Where the data below shows a picture, leave that picture out and copy the rest exactly.

--- Provided records ---

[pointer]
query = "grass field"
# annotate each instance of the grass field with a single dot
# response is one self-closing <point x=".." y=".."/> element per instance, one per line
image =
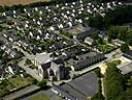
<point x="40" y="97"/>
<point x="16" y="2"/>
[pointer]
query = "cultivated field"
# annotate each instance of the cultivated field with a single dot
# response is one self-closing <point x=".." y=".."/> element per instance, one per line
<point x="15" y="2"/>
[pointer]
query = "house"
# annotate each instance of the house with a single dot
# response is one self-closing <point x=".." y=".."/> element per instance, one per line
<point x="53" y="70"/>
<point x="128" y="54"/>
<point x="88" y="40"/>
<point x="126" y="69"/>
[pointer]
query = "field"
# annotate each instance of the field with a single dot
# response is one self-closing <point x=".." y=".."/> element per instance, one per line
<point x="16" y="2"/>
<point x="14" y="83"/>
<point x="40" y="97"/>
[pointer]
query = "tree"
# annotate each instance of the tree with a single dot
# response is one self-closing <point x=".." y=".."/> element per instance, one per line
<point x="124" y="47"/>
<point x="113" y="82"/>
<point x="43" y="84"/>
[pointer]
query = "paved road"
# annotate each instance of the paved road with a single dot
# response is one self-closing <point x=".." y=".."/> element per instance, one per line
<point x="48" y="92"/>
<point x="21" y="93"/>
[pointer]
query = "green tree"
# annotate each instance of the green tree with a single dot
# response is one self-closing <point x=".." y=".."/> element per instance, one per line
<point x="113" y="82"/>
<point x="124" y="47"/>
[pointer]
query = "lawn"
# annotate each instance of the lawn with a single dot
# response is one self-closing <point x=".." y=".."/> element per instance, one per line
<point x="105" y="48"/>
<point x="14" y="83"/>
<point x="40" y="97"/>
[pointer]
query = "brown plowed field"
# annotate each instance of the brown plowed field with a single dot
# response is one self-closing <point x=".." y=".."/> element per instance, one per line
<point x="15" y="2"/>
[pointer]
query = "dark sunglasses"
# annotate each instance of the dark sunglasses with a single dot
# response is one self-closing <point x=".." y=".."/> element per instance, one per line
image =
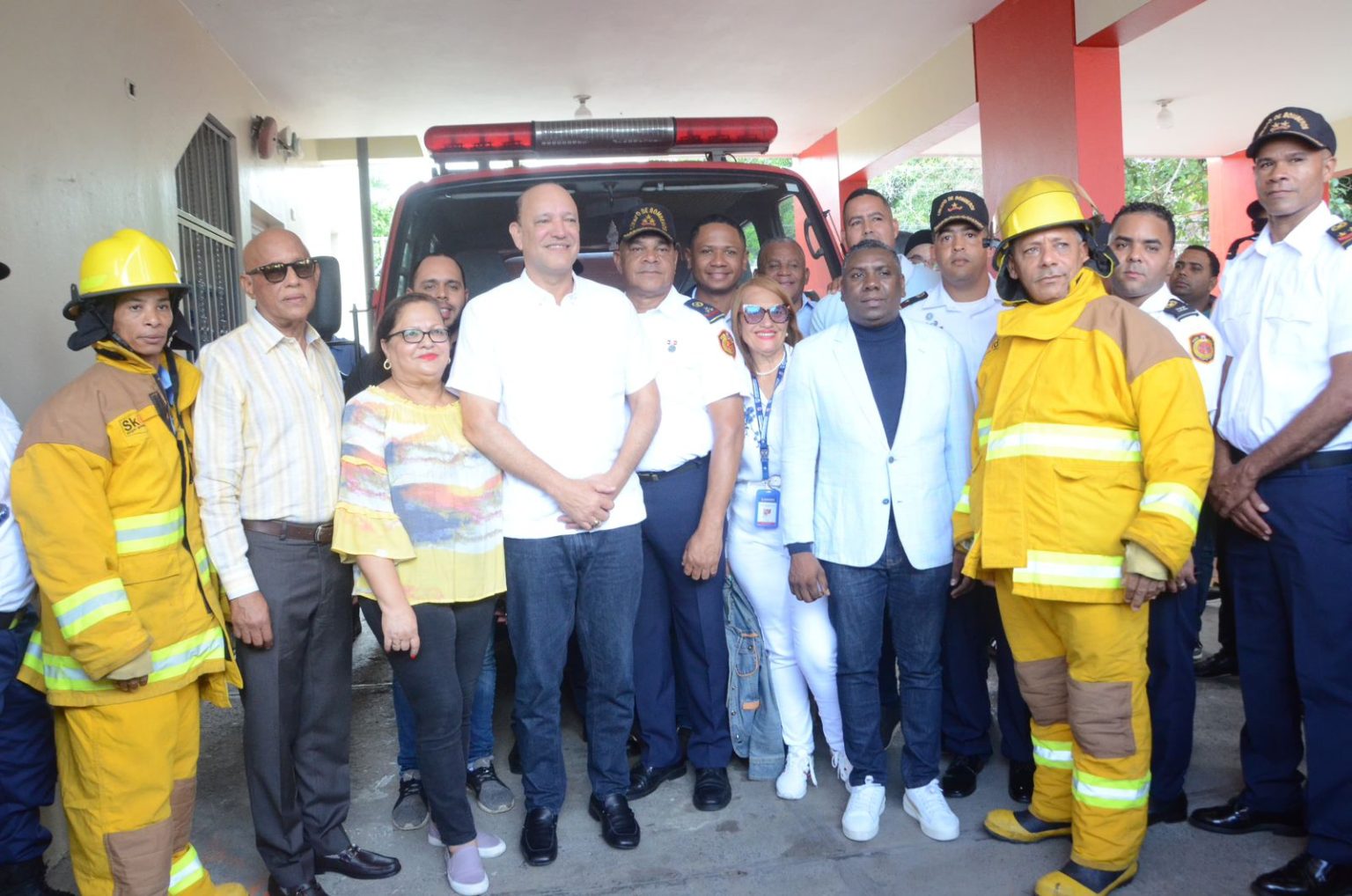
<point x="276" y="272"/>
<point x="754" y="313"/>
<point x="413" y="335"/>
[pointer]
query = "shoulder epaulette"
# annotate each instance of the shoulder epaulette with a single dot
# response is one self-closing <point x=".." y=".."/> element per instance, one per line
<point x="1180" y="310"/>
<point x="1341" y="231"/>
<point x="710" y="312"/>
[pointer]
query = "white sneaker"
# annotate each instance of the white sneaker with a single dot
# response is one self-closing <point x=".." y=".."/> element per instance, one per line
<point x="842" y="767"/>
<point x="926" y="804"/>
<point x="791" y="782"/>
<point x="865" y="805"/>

---

■ **Solution for this task**:
[pointer]
query = "grass field"
# annotate each instance of the grass field with a single dot
# response is one self-closing <point x=".." y=".."/> element per instance, one per line
image =
<point x="40" y="97"/>
<point x="16" y="2"/>
[pointer]
query = "cultivated field"
# annotate each instance of the cultivated field with a single dot
# response is one self-closing <point x=".." y=".."/> element per instance, one per line
<point x="15" y="2"/>
[pointer]
query = "house"
# annotate each instance of the house with a single dot
# response is one self-closing <point x=".." y=".."/> element per instance, one per line
<point x="53" y="70"/>
<point x="128" y="54"/>
<point x="88" y="40"/>
<point x="126" y="69"/>
[pointer]
query = "field"
# annotate each instance of the field with a single dot
# response is one self-closing <point x=".." y=".."/> element per instance, one per line
<point x="16" y="2"/>
<point x="14" y="83"/>
<point x="40" y="97"/>
[pointer]
query = "tree"
# annotate each instance of the tree with a single dot
# response is one self-closing <point x=".." y=".."/> element per instance, one per line
<point x="124" y="47"/>
<point x="113" y="82"/>
<point x="43" y="84"/>
[pointer]
query = "paved road"
# annotate each instance of the paved road with a single dot
# response is one self-closing <point x=".." y=".."/> element per instance, one per line
<point x="48" y="92"/>
<point x="21" y="93"/>
[pointer]
query = "green tree"
# annotate each instance of the green tree with a single dot
# response is one self-closing <point x=".." y=".."/> element per instance, one per line
<point x="113" y="82"/>
<point x="124" y="47"/>
[pointer]
query = "lawn"
# annotate each instance of the lawn with a single dot
# response is one self-closing <point x=".." y=".."/> element per instance, one per line
<point x="105" y="48"/>
<point x="14" y="83"/>
<point x="40" y="97"/>
[pointer]
query = "brown plowed field"
# annotate each instance of the brown plowed field with a single dot
# response is one self-closing <point x=".." y=".."/> element per instance, one per line
<point x="15" y="2"/>
[pointer]
query = "dark sunglasses"
# annotate each instance of the dark sunglasses with a single dot
# response is one self-closing <point x=".." y=".."/> element per instance, one per line
image =
<point x="276" y="272"/>
<point x="754" y="313"/>
<point x="413" y="335"/>
[pointer]
query = "shoulder epaulette"
# annotate each instance of the shoulder epaulette with a single dot
# response is one self-closing <point x=".." y=".."/> element per instance, one per line
<point x="1180" y="310"/>
<point x="1341" y="231"/>
<point x="710" y="312"/>
[pointer]
query = "white sneaker"
# annotate each instance of the white sneaker with a single dot
# response is one self-closing <point x=".." y=".."/> element per instance, one per line
<point x="842" y="767"/>
<point x="926" y="804"/>
<point x="791" y="782"/>
<point x="865" y="805"/>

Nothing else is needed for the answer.